Rename "Query" to "Target" in everything from the line containing "Where can the wooden" down to the end of the lines, and rewrite that stretch with nothing else changed.

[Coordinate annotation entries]
-*-
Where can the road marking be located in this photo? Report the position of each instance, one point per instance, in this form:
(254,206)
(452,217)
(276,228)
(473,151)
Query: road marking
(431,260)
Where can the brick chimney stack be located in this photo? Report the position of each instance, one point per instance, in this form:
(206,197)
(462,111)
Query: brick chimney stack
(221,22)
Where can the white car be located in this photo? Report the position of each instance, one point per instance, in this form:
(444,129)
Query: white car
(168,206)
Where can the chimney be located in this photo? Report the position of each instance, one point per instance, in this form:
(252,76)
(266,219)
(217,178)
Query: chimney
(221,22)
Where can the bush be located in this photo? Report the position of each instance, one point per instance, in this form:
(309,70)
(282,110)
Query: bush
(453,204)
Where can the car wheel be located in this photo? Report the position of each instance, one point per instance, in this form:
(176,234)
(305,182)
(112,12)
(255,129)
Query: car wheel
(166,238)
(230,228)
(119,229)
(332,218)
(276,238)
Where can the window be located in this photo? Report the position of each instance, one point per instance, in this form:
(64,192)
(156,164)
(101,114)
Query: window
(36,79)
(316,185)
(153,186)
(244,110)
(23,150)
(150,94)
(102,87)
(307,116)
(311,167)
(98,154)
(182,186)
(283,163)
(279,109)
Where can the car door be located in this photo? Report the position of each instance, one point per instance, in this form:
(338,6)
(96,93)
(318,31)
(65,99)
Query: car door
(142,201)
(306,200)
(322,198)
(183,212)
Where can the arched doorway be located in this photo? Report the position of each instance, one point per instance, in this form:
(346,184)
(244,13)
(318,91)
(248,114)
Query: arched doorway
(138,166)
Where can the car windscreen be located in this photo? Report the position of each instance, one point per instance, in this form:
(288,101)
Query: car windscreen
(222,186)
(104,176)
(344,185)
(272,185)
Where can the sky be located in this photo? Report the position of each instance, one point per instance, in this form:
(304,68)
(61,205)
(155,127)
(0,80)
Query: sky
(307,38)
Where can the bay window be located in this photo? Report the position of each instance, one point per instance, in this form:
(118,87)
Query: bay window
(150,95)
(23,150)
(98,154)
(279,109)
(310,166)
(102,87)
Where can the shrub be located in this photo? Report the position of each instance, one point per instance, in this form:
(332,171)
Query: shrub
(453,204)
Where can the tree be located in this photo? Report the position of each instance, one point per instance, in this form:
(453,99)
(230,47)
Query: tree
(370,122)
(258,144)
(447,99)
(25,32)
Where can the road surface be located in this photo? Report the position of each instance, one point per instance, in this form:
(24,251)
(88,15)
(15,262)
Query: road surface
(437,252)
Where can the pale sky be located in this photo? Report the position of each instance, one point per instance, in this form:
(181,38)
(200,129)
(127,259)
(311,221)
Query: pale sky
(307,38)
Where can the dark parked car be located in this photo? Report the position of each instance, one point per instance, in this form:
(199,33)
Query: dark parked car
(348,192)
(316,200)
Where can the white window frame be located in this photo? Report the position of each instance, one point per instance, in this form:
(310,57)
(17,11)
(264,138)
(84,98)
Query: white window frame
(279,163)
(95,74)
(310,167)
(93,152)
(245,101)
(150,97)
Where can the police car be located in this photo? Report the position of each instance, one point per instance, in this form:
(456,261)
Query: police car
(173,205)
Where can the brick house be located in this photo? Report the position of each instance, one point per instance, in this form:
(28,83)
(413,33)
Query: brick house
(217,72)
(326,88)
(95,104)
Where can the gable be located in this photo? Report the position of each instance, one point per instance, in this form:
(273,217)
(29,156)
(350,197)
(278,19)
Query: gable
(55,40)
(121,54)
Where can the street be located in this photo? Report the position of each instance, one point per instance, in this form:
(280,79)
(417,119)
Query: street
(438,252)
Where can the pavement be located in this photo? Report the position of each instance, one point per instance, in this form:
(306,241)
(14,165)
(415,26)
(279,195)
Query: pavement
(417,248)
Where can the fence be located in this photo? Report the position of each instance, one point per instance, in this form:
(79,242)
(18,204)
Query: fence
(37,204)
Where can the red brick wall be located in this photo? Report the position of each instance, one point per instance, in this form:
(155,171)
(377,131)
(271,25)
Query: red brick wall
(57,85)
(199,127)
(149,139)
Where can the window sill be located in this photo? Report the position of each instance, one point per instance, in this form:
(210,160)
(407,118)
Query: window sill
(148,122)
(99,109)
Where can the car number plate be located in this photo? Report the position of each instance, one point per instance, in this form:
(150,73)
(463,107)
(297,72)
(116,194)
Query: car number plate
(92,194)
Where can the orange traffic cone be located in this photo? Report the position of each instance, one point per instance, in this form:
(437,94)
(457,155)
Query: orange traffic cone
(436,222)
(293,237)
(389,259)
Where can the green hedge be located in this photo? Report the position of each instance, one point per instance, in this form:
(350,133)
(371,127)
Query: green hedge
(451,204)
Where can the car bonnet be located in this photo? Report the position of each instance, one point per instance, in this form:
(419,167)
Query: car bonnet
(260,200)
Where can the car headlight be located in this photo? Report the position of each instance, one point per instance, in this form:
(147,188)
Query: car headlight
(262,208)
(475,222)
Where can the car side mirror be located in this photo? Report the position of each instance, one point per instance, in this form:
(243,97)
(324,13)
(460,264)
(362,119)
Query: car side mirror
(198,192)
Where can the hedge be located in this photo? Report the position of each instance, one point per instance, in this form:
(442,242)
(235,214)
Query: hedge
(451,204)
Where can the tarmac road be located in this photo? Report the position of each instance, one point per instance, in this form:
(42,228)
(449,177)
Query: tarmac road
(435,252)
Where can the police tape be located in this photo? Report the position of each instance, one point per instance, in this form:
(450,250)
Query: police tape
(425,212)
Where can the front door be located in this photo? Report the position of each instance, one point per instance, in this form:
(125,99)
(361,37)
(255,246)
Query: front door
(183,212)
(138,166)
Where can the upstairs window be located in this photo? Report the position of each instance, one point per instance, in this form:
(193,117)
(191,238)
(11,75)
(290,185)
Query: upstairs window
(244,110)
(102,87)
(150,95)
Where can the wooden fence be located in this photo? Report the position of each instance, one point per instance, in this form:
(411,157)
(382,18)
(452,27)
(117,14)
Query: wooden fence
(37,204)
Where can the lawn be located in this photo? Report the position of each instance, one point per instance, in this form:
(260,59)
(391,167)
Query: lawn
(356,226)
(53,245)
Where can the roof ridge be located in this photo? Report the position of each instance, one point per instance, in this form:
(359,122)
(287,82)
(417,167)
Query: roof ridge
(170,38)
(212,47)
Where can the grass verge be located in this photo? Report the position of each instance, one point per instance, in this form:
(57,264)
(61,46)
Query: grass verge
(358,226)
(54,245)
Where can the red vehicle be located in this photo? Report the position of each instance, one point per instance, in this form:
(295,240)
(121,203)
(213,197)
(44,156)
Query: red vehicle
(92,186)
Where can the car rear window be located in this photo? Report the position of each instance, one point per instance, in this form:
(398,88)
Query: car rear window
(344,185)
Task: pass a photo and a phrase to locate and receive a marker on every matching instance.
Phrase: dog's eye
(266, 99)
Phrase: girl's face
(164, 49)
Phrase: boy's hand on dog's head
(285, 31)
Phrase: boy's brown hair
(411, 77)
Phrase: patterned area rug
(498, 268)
-*-
**Answer for this exercise:**
Where can the wooden fence be located in this photo? Report the position of each instance, one point per instance, in this form:
(411,157)
(382,18)
(452,27)
(117,14)
Target: wooden fence
(37,204)
Where can the lawn be located in this photo? Report the position of each instance, one point per instance, in this form:
(260,59)
(391,167)
Target: lawn
(356,226)
(53,245)
Where can the roof ridge be located in this photo? Report the position of each instance, one point per instance, in this form:
(359,122)
(287,82)
(417,167)
Target: roof ridge
(170,38)
(212,47)
Where can the grass verge be located in this photo? Report the position of each instance, one point per instance, in this form:
(57,264)
(61,46)
Target: grass verge
(358,226)
(54,245)
Where can the red vehicle be located in this photo? Report the position of each instance, one point per instance, in this form:
(295,240)
(121,203)
(213,197)
(44,156)
Target: red vehicle
(92,186)
Where can the car rear window be located in this photo? Report the position of each instance, one point per instance, in this form:
(398,88)
Target: car rear window
(344,185)
Task: pass a photo and a phrase to locate and receive a marker on every matching instance.
Phrase: dog's eye
(266, 99)
Phrase: girl's face
(164, 49)
Phrase: boy's hand on dog's head
(285, 31)
Phrase: boy's brown hair
(411, 77)
Phrase: patterned area rug
(498, 268)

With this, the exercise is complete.